-- START OF Records for processing --

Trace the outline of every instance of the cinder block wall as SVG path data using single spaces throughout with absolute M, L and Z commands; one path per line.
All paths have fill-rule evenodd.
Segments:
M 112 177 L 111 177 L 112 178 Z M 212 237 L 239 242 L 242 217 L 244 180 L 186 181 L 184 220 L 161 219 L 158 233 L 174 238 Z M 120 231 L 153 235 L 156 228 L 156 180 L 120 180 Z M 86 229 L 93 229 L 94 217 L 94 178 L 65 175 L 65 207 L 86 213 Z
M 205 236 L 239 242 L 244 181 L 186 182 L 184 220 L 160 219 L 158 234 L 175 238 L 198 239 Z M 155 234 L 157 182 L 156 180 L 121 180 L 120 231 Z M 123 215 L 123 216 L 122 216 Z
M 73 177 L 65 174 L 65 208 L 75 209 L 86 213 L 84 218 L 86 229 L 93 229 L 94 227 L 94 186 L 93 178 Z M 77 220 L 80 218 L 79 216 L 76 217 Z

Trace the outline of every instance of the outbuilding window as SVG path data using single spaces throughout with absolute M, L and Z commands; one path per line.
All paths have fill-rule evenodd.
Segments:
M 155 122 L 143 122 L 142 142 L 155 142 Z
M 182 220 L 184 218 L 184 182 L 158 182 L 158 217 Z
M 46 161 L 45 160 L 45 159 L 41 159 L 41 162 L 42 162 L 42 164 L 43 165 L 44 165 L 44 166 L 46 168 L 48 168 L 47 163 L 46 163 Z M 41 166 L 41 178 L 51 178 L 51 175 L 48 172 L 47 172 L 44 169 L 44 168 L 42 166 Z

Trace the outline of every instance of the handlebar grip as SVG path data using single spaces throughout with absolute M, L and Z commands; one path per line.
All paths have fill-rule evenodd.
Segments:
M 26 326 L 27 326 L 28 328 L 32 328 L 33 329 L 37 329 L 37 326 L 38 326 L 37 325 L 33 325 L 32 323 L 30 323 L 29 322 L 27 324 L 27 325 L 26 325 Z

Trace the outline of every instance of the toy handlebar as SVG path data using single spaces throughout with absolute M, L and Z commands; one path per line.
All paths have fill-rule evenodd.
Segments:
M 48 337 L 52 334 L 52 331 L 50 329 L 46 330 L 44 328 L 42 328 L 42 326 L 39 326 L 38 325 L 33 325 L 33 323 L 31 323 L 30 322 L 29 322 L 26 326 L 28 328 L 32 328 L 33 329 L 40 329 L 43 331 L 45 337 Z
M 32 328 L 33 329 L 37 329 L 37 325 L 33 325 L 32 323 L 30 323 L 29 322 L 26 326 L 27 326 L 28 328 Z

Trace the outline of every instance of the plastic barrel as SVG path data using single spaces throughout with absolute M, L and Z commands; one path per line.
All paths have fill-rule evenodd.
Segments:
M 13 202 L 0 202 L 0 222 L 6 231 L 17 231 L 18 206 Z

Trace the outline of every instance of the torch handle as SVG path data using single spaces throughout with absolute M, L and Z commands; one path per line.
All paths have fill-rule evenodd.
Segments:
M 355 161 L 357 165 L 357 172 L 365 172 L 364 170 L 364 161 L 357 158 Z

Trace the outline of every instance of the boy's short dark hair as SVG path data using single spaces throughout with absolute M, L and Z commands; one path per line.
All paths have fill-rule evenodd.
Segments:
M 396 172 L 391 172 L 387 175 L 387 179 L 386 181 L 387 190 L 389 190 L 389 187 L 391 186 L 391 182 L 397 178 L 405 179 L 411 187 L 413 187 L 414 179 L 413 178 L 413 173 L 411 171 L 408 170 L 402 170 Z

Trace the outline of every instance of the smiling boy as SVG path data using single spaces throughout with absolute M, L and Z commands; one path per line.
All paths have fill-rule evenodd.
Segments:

-- END OF Records for processing --

» Exercise directions
Please lay out each line of the rows above as a Markdown table with two columns, Line No. and Line Text, numbering the lines in order and leaving out blank lines.

» Task output
| Line No. | Line Text |
|---|---|
| 1 | Trace the outline of every instance of the cinder block wall as SVG path data using single spaces throughout with absolute M, L and Z commands; one path per line. |
| 2 | All paths have fill-rule evenodd. |
| 3 | Segments: |
| 4 | M 112 177 L 111 177 L 112 178 Z M 212 237 L 239 242 L 242 217 L 244 180 L 186 181 L 184 220 L 161 219 L 158 233 L 174 238 Z M 120 231 L 153 235 L 156 228 L 156 180 L 120 180 Z M 86 229 L 93 229 L 94 217 L 94 178 L 65 175 L 65 207 L 86 213 Z |
| 5 | M 205 236 L 239 242 L 244 181 L 186 182 L 184 220 L 160 219 L 158 234 L 175 238 L 198 239 Z M 155 234 L 157 182 L 156 180 L 121 180 L 120 231 Z M 123 215 L 123 216 L 122 216 Z |
| 6 | M 73 177 L 65 174 L 65 208 L 75 209 L 86 213 L 84 218 L 86 229 L 93 229 L 94 227 L 94 186 L 93 178 Z M 77 220 L 80 218 L 79 216 L 76 217 Z |
| 7 | Trace the outline of every instance of the outbuilding window as SVG path data using single spaces throughout with absolute M, L and Z commands; one path per line. |
| 8 | All paths have fill-rule evenodd. |
| 9 | Segments: |
| 10 | M 155 122 L 143 122 L 142 142 L 155 142 Z |
| 11 | M 182 220 L 184 218 L 184 182 L 158 182 L 158 217 Z |
| 12 | M 46 161 L 45 160 L 45 159 L 41 159 L 41 162 L 42 162 L 42 164 L 43 165 L 44 165 L 44 166 L 46 168 L 48 168 L 47 163 L 46 163 Z M 41 166 L 41 178 L 51 178 L 51 175 L 48 172 L 47 172 L 44 169 L 44 168 L 42 166 Z |
| 13 | Trace the outline of every instance of the handlebar grip as SVG path data using single spaces throughout with absolute M, L and Z commands; one path per line. |
| 14 | All paths have fill-rule evenodd. |
| 15 | Segments: |
| 16 | M 26 326 L 27 326 L 28 328 L 32 328 L 33 329 L 37 329 L 37 326 L 38 326 L 37 325 L 33 325 L 32 323 L 30 323 L 29 322 L 27 324 L 27 325 L 26 325 Z |
| 17 | Trace the outline of every instance of the toy handlebar as SVG path data using single spaces throughout with absolute M, L and Z commands; one path per line. |
| 18 | All paths have fill-rule evenodd. |
| 19 | Segments: |
| 20 | M 48 337 L 52 334 L 52 331 L 50 329 L 46 330 L 44 328 L 42 328 L 42 326 L 39 326 L 38 325 L 33 325 L 33 323 L 31 323 L 30 322 L 29 322 L 26 326 L 28 328 L 32 328 L 33 329 L 40 329 L 43 331 L 45 337 Z |
| 21 | M 32 328 L 33 329 L 37 329 L 37 325 L 33 325 L 32 323 L 30 323 L 29 322 L 26 326 L 27 326 L 28 328 Z |
| 22 | Trace the outline of every instance of the plastic barrel as SVG path data using single spaces throughout with absolute M, L and Z commands; one path per line. |
| 23 | All paths have fill-rule evenodd. |
| 24 | Segments: |
| 25 | M 13 202 L 0 202 L 0 222 L 6 231 L 17 231 L 18 206 Z |
| 26 | Trace the outline of every instance of the torch handle as SVG path data using single spaces throughout with absolute M, L and Z commands; one path per line. |
| 27 | All paths have fill-rule evenodd. |
| 28 | Segments: |
| 29 | M 355 161 L 357 165 L 357 172 L 365 172 L 364 170 L 364 161 L 357 158 Z |
| 30 | Trace the outline of every instance of the boy's short dark hair as SVG path data using single spaces throughout with absolute M, L and Z commands; one path per line. |
| 31 | All paths have fill-rule evenodd. |
| 32 | Segments: |
| 33 | M 396 172 L 391 172 L 387 175 L 387 179 L 386 181 L 387 190 L 389 190 L 389 187 L 391 186 L 391 182 L 397 178 L 405 179 L 411 187 L 413 187 L 414 179 L 413 178 L 413 173 L 411 171 L 408 170 L 402 170 Z |
| 34 | Trace the outline of every instance of the smiling boy as SVG path data using single spaces throughout with absolute M, L and Z commands; one path per line. |
| 35 | All paths have fill-rule evenodd. |
| 36 | Segments: |